___ Records for this task ___

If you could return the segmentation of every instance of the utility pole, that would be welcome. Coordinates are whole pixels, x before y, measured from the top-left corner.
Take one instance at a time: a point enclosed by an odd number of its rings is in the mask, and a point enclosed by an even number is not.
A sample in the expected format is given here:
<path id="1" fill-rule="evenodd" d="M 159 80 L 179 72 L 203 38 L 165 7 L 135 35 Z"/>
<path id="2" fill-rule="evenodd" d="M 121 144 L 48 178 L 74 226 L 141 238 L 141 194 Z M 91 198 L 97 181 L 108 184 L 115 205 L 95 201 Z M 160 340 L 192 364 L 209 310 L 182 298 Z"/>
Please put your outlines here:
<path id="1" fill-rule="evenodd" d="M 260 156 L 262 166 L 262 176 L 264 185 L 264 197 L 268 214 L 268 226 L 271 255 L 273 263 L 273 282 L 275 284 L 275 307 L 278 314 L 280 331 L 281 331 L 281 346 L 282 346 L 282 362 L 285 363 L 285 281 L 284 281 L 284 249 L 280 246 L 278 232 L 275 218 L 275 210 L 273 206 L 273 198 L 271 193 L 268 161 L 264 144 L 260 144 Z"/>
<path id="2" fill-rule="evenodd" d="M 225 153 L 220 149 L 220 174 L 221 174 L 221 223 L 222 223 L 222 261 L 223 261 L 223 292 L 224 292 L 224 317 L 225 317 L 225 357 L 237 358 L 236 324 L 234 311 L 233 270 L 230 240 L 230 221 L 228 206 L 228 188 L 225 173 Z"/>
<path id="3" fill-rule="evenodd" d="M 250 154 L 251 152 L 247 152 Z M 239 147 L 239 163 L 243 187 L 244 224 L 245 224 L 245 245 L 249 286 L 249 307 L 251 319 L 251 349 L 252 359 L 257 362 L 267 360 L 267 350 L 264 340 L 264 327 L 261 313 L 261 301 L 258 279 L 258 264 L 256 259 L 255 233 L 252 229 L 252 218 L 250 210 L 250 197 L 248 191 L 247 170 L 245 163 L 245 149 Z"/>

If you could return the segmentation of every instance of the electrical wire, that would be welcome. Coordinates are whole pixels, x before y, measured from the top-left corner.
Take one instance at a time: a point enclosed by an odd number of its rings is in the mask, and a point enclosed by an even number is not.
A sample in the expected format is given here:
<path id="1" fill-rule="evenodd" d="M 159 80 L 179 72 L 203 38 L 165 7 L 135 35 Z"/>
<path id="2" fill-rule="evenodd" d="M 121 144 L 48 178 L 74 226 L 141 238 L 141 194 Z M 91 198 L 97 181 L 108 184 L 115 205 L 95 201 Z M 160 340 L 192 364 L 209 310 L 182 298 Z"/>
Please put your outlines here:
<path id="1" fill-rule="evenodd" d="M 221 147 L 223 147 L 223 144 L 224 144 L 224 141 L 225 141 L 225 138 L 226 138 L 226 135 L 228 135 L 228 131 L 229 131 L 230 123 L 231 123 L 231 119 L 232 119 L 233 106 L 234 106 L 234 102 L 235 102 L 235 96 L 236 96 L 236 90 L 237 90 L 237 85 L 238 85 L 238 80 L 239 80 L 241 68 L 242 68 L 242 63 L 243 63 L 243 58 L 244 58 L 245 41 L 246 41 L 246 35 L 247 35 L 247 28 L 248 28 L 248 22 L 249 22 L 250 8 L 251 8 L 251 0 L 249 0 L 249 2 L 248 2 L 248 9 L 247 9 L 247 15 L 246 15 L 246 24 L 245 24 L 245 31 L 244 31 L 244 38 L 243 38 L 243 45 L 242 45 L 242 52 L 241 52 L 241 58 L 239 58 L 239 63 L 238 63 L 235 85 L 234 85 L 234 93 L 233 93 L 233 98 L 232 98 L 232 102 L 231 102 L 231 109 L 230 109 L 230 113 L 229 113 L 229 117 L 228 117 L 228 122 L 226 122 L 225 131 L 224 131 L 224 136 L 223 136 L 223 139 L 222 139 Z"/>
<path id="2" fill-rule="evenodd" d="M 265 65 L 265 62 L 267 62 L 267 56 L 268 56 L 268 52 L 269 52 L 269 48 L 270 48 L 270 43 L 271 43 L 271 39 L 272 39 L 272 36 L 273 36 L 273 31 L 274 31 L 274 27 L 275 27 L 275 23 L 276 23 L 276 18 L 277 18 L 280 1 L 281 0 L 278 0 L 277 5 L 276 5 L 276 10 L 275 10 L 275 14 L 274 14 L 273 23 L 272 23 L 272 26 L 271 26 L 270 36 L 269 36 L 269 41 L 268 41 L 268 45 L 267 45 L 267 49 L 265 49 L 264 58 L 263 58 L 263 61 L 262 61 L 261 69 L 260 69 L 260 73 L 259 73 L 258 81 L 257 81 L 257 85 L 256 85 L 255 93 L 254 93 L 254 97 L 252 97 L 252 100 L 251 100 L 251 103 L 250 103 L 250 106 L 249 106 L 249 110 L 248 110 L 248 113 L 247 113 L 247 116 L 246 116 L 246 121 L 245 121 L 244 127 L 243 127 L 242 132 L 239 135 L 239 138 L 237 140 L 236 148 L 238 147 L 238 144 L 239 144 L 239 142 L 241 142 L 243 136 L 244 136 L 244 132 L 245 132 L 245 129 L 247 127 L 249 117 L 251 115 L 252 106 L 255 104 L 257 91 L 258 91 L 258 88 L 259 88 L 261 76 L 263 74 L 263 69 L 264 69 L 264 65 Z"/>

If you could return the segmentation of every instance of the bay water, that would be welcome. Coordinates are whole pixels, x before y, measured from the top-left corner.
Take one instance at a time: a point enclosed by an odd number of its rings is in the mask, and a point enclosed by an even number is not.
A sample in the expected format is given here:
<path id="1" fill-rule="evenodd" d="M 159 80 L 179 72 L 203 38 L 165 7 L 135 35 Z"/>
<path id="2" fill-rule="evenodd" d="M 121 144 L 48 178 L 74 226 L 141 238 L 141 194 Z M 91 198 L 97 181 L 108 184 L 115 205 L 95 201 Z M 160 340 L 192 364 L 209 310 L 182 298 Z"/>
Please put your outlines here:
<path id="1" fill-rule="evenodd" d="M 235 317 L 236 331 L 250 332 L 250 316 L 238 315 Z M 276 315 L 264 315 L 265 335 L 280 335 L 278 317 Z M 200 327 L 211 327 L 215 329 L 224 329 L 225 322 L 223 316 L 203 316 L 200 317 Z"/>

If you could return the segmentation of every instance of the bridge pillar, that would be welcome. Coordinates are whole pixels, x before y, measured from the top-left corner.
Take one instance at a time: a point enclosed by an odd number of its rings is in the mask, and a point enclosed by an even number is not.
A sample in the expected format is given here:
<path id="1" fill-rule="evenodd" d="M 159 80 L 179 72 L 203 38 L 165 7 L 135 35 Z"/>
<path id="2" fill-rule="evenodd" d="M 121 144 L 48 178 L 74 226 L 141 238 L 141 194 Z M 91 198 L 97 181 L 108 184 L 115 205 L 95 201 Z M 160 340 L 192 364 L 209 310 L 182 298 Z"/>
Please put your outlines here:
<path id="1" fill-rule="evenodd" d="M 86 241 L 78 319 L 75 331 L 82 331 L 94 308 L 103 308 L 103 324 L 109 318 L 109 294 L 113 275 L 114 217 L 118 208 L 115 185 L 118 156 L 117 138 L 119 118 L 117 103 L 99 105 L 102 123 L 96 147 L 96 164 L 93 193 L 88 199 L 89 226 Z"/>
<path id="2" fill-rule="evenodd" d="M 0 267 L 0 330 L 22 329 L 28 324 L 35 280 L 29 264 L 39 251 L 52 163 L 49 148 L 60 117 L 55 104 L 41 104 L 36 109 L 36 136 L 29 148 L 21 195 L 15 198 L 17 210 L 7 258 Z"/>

___

### Exercise description
Turn the stretch of rows from the line containing "bay water, that" through the line containing "235 317 L 236" into a numbered list. Leave out any blank lines.

### The solution
1. If you could return the segmentation of every instance of the bay water, that would be welcome. Coordinates are whole pixels, x before y, measured from the top-left corner.
2. Take one instance at a time: a point enclosed by an odd number of its rings is in the mask, and a point enclosed by an even number is not.
3. A sample in the expected format is given here:
4. <path id="1" fill-rule="evenodd" d="M 159 80 L 179 72 L 203 38 L 165 7 L 135 35 Z"/>
5. <path id="2" fill-rule="evenodd" d="M 121 144 L 48 178 L 74 226 L 141 238 L 141 194 Z M 91 198 L 97 181 L 108 184 L 115 205 L 95 201 Z M 160 340 L 192 364 L 209 310 L 182 298 Z"/>
6. Please put your outlines here:
7. <path id="1" fill-rule="evenodd" d="M 235 317 L 236 331 L 250 332 L 250 316 L 238 315 Z M 276 315 L 264 315 L 265 335 L 280 335 L 278 317 Z M 200 327 L 211 327 L 215 329 L 224 329 L 225 322 L 223 316 L 203 316 L 200 317 Z"/>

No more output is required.